Problem details: Render the material from the line containing "Where can the woman's ankle" through the end as a Markdown table with the columns Row and Line, numbering each line and leaving out blank lines.

════

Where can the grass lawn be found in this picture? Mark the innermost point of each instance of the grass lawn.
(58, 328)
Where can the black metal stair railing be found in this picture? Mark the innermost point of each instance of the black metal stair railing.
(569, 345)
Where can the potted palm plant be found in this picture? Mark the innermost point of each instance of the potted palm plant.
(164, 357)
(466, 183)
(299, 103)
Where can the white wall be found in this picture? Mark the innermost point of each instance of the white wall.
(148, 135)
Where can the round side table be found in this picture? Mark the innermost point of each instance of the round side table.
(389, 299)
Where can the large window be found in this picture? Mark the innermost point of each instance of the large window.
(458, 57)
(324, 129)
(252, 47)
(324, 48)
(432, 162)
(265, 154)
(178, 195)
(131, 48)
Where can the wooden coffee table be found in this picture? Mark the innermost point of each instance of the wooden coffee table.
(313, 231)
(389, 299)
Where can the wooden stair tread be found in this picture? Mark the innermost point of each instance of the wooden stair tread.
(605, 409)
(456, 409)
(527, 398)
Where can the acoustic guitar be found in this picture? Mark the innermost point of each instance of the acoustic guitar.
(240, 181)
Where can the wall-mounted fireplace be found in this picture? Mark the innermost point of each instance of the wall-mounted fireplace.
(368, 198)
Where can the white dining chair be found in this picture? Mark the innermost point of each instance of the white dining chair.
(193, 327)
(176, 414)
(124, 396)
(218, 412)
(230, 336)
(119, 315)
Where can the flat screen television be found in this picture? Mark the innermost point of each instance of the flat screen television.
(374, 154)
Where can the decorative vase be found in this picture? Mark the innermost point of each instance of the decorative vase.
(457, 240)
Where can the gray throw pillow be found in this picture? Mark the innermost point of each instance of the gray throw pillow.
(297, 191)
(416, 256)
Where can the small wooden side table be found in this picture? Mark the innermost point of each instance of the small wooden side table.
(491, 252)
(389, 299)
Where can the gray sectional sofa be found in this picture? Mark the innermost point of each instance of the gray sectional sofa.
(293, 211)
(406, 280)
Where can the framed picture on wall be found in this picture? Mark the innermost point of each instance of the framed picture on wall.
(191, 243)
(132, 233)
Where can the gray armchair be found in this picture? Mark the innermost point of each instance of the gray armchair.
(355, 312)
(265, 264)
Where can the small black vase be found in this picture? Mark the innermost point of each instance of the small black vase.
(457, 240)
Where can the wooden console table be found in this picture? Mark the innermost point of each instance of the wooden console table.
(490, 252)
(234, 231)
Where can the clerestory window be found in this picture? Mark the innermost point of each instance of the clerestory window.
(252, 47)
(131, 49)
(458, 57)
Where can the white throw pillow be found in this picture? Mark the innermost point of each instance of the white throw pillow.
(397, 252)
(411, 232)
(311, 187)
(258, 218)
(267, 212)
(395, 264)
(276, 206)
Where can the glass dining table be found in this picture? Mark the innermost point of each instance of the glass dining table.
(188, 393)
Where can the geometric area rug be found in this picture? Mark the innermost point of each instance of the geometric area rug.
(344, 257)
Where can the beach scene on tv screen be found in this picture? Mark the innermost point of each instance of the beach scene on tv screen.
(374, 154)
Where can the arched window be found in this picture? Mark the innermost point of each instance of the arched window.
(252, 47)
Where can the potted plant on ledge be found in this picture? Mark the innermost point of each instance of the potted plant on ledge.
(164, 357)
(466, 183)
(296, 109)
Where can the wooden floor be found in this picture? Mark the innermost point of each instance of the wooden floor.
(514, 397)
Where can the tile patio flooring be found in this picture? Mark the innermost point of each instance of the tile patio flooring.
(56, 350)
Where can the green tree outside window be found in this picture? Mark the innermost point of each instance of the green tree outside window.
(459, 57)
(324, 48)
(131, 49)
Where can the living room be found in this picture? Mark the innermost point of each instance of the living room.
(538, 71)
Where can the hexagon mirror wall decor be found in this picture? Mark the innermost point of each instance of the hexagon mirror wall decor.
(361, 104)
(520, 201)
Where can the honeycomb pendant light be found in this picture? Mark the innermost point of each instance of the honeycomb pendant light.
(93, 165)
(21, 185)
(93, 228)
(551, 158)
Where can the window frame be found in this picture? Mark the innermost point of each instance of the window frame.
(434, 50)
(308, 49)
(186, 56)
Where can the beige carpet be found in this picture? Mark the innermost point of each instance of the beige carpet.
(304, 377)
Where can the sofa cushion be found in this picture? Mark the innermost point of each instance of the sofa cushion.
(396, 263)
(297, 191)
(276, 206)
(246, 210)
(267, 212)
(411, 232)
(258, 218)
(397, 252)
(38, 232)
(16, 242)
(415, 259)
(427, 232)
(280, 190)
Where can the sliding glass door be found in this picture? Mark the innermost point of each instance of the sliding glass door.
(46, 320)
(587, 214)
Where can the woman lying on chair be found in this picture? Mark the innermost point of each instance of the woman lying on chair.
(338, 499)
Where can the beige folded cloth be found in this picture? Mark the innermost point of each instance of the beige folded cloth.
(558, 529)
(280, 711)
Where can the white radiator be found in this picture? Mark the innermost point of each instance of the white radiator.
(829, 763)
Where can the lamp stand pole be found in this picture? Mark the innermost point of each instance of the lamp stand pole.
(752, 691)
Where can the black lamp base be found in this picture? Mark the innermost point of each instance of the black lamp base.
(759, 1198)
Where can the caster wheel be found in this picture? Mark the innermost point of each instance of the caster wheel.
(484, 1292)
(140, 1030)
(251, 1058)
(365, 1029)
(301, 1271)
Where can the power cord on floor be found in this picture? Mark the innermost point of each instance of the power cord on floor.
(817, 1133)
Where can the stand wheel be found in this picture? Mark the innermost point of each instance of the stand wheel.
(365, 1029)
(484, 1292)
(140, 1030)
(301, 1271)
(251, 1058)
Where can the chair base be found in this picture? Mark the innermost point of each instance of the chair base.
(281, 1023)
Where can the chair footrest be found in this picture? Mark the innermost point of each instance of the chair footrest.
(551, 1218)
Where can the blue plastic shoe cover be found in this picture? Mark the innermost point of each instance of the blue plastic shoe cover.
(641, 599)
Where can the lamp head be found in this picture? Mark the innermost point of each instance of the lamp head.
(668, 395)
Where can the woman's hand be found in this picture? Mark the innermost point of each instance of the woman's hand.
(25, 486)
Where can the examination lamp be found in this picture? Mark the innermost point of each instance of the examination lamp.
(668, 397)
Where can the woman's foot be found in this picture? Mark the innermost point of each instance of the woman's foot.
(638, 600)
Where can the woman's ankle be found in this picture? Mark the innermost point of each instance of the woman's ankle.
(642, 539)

════

Task response:
| Row | Line |
|---|---|
| 1 | Where can the woman's ankle be found in this picture? Mark the innermost point of each instance of the woman's ankle. |
| 2 | (642, 539) |